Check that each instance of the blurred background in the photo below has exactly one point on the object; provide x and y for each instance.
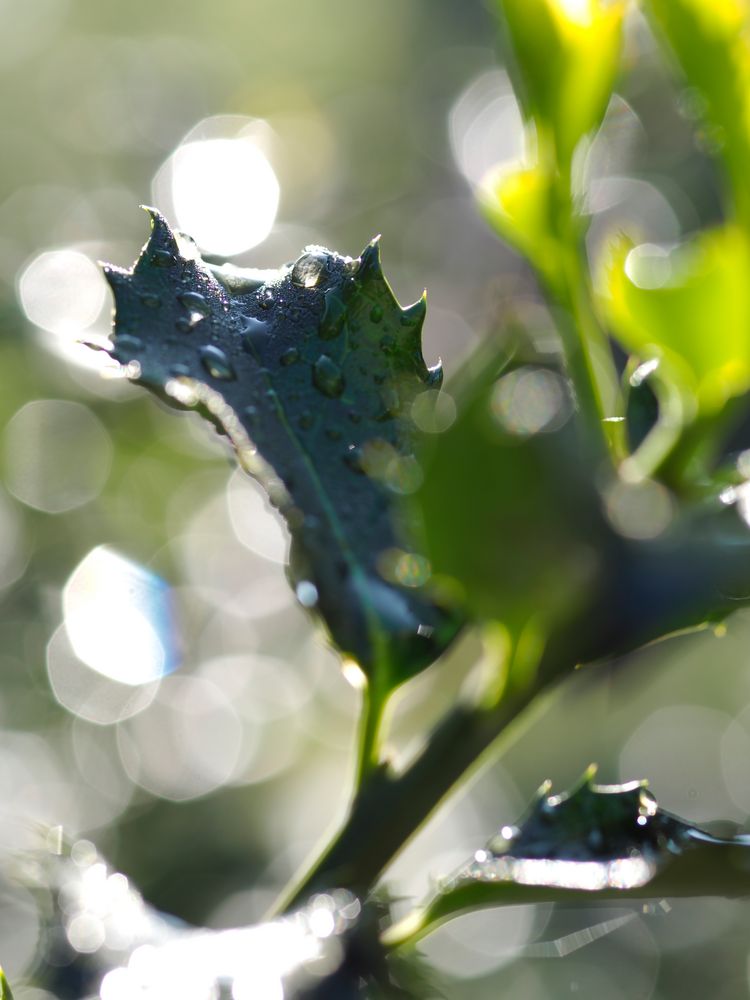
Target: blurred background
(163, 697)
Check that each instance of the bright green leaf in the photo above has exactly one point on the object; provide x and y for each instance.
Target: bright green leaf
(689, 307)
(710, 40)
(519, 204)
(316, 366)
(566, 57)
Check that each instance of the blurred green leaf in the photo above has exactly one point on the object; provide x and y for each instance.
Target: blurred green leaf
(315, 366)
(566, 57)
(595, 843)
(690, 308)
(519, 204)
(524, 528)
(710, 41)
(508, 504)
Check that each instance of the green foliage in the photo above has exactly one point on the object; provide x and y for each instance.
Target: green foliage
(513, 457)
(661, 304)
(316, 366)
(603, 842)
(564, 510)
(566, 61)
(709, 40)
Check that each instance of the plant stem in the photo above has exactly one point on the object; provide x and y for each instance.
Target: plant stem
(390, 807)
(370, 723)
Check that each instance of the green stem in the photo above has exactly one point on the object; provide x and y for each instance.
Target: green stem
(390, 807)
(370, 728)
(585, 345)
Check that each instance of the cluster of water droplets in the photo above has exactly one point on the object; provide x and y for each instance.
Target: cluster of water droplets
(617, 873)
(131, 952)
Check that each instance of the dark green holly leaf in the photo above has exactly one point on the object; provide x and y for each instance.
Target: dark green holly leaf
(594, 843)
(311, 371)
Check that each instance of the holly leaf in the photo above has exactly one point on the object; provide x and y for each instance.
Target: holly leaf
(593, 843)
(311, 371)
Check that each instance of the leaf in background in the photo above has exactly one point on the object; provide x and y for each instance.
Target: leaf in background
(316, 366)
(689, 307)
(595, 843)
(582, 562)
(710, 41)
(519, 205)
(566, 56)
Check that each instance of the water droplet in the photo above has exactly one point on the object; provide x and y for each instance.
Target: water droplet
(127, 343)
(163, 258)
(327, 377)
(187, 323)
(309, 268)
(195, 302)
(353, 458)
(289, 357)
(307, 593)
(254, 335)
(216, 363)
(334, 315)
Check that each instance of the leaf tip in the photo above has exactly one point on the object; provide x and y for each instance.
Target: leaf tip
(435, 375)
(369, 261)
(416, 312)
(162, 244)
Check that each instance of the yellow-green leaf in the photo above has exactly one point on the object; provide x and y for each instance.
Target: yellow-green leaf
(566, 57)
(710, 41)
(689, 307)
(519, 205)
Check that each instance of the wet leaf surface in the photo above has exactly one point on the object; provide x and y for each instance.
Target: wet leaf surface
(311, 371)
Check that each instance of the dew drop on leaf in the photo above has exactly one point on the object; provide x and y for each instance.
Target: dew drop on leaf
(254, 334)
(334, 314)
(289, 357)
(127, 342)
(327, 377)
(309, 269)
(163, 258)
(195, 302)
(307, 593)
(216, 363)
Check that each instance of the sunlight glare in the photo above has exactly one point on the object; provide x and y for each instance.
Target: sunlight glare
(119, 618)
(223, 189)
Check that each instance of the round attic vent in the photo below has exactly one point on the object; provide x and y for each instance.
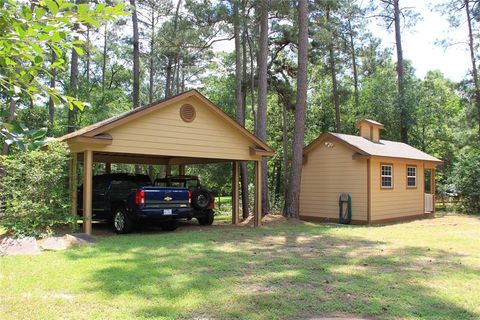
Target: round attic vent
(187, 113)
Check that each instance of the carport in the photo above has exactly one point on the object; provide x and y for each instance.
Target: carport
(182, 130)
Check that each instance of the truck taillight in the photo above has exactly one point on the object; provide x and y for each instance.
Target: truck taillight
(212, 201)
(140, 197)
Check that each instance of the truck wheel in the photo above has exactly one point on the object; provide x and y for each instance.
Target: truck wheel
(200, 199)
(207, 220)
(121, 221)
(169, 225)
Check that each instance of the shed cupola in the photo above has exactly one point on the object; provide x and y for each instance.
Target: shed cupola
(369, 129)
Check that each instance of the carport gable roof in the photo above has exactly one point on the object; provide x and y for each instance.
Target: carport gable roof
(96, 130)
(366, 148)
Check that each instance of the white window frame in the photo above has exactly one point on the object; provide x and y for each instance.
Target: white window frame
(410, 176)
(386, 176)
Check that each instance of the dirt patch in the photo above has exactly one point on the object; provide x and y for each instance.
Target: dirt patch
(30, 245)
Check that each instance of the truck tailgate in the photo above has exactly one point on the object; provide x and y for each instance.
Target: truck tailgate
(158, 197)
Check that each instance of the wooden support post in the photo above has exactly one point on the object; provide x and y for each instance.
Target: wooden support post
(257, 221)
(73, 184)
(168, 171)
(432, 188)
(235, 192)
(87, 191)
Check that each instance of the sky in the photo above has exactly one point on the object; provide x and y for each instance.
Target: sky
(419, 42)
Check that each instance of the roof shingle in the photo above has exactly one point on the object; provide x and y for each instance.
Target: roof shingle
(383, 148)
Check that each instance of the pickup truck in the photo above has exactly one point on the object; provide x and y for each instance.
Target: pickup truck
(127, 199)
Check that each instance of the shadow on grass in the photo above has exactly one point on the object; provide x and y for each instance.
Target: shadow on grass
(297, 272)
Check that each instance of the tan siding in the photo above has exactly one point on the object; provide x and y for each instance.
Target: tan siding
(164, 132)
(399, 201)
(327, 173)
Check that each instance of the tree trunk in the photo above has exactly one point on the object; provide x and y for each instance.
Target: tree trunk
(11, 115)
(354, 65)
(333, 74)
(473, 60)
(151, 71)
(104, 60)
(400, 74)
(71, 117)
(240, 101)
(168, 76)
(263, 94)
(252, 83)
(87, 62)
(286, 175)
(73, 90)
(293, 194)
(51, 104)
(136, 57)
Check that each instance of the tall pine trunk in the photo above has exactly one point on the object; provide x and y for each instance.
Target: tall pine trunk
(473, 60)
(136, 57)
(151, 67)
(400, 74)
(104, 60)
(169, 74)
(11, 116)
(293, 193)
(240, 100)
(51, 104)
(354, 65)
(263, 94)
(333, 75)
(72, 113)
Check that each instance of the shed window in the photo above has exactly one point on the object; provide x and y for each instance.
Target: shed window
(411, 177)
(386, 175)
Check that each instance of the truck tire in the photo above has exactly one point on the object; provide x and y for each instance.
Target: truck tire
(169, 225)
(121, 221)
(208, 219)
(201, 199)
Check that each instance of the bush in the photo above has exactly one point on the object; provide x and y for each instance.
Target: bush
(34, 191)
(467, 179)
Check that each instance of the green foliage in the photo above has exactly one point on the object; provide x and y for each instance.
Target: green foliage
(466, 179)
(34, 191)
(31, 34)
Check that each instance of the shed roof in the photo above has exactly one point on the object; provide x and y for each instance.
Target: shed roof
(370, 122)
(383, 148)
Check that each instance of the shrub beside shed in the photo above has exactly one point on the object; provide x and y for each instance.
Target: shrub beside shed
(387, 181)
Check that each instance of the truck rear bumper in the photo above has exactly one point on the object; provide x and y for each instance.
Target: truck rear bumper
(165, 214)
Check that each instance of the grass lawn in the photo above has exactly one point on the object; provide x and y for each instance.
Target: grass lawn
(426, 269)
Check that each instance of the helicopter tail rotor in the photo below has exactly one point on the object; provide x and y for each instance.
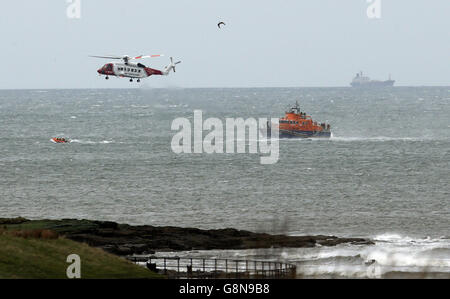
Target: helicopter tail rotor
(171, 66)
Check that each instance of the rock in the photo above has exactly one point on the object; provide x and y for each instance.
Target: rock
(123, 239)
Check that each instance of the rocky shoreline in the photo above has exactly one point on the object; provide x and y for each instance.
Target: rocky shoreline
(124, 239)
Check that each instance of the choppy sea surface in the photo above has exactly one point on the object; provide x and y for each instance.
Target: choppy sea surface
(385, 173)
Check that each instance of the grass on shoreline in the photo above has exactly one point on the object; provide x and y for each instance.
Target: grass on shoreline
(39, 258)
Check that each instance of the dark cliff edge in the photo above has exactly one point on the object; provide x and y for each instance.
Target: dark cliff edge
(124, 239)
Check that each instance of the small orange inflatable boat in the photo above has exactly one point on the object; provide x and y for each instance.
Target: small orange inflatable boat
(60, 140)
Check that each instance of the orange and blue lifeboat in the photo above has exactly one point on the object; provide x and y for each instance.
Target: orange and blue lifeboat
(296, 124)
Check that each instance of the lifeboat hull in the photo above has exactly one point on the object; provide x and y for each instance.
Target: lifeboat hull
(303, 134)
(59, 141)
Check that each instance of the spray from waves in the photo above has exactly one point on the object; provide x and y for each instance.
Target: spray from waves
(91, 142)
(378, 138)
(392, 255)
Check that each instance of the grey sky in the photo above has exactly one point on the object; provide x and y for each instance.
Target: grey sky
(265, 43)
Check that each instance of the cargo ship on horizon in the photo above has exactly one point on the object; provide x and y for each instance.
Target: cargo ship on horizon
(363, 81)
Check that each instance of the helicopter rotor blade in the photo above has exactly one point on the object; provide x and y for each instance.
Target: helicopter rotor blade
(148, 56)
(107, 57)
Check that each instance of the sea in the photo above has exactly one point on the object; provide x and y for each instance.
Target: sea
(384, 174)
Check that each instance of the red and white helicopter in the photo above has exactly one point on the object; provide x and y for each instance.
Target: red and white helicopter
(133, 71)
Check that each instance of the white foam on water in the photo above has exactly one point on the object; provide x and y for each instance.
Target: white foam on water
(90, 142)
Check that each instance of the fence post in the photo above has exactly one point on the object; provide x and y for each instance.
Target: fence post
(165, 269)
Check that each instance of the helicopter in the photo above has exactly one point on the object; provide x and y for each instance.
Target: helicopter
(136, 71)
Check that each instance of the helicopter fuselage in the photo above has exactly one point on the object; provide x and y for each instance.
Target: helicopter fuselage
(128, 70)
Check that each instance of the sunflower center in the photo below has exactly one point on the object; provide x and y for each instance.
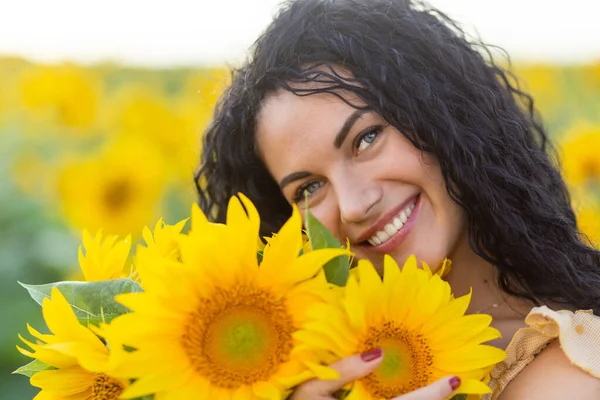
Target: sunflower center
(117, 194)
(239, 336)
(407, 360)
(106, 388)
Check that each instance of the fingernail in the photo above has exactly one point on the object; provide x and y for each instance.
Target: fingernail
(455, 382)
(371, 354)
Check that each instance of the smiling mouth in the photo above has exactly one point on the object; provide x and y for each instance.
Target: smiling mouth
(393, 227)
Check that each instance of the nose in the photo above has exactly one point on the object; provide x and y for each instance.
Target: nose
(357, 197)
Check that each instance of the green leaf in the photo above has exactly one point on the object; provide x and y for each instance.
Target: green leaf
(338, 269)
(92, 302)
(30, 369)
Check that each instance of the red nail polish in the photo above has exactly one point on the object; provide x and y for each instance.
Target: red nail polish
(371, 354)
(455, 382)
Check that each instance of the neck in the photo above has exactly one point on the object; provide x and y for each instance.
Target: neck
(469, 271)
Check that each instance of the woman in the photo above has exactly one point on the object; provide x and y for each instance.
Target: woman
(406, 138)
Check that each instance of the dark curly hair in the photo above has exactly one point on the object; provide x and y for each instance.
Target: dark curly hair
(418, 69)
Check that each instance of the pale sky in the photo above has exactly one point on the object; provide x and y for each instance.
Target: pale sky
(191, 32)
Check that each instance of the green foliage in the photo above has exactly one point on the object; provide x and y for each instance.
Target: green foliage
(338, 269)
(33, 367)
(92, 302)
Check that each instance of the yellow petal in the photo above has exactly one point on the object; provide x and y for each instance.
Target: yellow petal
(468, 358)
(64, 381)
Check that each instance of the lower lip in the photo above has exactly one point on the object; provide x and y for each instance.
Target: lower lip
(399, 236)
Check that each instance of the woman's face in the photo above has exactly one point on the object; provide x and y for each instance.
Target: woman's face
(364, 180)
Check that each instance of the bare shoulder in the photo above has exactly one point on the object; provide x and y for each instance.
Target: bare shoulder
(552, 376)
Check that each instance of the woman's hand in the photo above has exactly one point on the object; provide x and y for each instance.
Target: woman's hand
(358, 366)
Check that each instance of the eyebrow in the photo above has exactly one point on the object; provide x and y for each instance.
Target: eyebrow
(337, 142)
(343, 133)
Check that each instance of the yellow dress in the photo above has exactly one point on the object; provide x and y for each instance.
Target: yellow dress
(578, 333)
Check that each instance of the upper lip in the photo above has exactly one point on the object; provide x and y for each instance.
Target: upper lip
(385, 219)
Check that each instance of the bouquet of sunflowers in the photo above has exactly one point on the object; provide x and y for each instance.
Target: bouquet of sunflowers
(215, 314)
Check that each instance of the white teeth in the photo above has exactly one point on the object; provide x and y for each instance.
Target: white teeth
(391, 229)
(403, 216)
(398, 223)
(382, 236)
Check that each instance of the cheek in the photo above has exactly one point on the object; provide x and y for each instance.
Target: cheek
(327, 214)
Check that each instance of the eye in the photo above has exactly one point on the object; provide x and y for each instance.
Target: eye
(309, 187)
(366, 138)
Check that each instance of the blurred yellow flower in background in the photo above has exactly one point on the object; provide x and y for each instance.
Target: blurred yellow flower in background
(118, 191)
(104, 257)
(543, 82)
(65, 93)
(165, 241)
(581, 154)
(148, 116)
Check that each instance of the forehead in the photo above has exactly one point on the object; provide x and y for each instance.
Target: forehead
(292, 123)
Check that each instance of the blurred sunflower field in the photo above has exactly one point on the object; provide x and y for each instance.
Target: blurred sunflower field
(114, 148)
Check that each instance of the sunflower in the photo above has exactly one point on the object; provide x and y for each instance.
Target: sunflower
(411, 315)
(69, 94)
(118, 191)
(80, 358)
(580, 160)
(217, 324)
(104, 257)
(165, 239)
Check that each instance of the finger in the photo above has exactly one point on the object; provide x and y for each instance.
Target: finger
(438, 390)
(349, 369)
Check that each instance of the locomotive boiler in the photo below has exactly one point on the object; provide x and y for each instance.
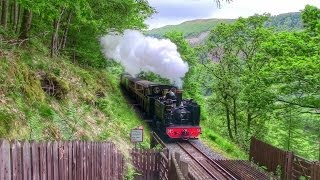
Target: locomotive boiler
(176, 117)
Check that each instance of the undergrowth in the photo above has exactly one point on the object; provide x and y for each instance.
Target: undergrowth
(44, 98)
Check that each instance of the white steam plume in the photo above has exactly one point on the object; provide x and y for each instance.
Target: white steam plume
(137, 53)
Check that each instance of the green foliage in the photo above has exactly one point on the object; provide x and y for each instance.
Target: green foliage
(6, 120)
(266, 84)
(311, 19)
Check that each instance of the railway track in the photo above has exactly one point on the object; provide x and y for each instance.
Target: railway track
(202, 163)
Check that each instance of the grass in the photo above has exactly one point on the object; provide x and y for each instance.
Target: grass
(27, 112)
(221, 145)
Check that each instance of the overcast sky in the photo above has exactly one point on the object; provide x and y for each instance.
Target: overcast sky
(177, 11)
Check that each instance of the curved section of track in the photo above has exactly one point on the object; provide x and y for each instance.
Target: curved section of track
(201, 162)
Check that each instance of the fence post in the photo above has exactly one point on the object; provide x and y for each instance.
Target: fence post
(288, 166)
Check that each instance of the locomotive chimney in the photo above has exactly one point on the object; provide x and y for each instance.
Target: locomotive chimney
(179, 97)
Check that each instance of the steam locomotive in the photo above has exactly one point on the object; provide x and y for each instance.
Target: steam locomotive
(176, 117)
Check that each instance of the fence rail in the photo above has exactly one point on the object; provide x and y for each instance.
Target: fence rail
(292, 166)
(60, 160)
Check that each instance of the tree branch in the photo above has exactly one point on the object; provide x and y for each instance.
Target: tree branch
(297, 104)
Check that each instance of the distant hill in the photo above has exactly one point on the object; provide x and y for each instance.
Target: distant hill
(199, 28)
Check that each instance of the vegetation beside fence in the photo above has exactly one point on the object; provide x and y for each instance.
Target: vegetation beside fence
(290, 165)
(60, 160)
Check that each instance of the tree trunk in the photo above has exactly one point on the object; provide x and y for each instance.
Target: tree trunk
(226, 105)
(235, 117)
(4, 16)
(26, 24)
(63, 40)
(55, 36)
(228, 122)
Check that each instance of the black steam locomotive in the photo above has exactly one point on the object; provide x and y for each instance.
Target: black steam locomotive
(164, 104)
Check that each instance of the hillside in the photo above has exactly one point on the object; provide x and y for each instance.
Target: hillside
(194, 28)
(43, 98)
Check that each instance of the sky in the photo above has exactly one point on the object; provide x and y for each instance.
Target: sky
(178, 11)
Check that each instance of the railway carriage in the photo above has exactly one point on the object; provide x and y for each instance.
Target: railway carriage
(176, 117)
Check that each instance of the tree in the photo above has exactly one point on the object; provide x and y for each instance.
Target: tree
(311, 19)
(237, 65)
(4, 13)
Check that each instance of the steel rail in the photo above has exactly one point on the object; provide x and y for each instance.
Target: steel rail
(213, 162)
(205, 168)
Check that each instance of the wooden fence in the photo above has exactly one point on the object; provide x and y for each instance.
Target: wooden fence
(60, 161)
(152, 164)
(292, 166)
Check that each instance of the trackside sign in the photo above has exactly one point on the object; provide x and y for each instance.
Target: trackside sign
(136, 135)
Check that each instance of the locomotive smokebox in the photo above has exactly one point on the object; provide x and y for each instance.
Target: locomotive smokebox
(179, 97)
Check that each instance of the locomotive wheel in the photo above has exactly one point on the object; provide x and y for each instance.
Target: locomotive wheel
(154, 122)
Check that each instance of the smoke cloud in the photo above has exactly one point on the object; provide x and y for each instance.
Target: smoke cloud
(136, 53)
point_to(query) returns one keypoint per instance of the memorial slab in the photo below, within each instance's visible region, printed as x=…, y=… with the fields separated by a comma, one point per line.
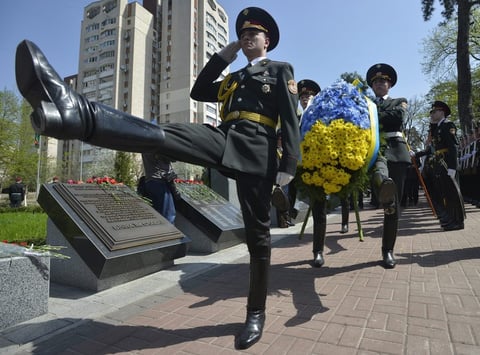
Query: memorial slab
x=212, y=222
x=111, y=235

==*==

Exercise requirements: Would you print, exactly as written, every line above from the one holding "Check that each instance of the spray" through the one holding "Check that each instance of the grey", with both included and no other lines?

Response area:
Check that each instance of the spray from waves in the photo above has exactly one point on the object; provide x and y for each instance.
Target: spray from waves
(91, 142)
(378, 138)
(392, 255)
Check that each instance of the grey sky in the photo above has exactly one point on the object; provide x and y for each instance.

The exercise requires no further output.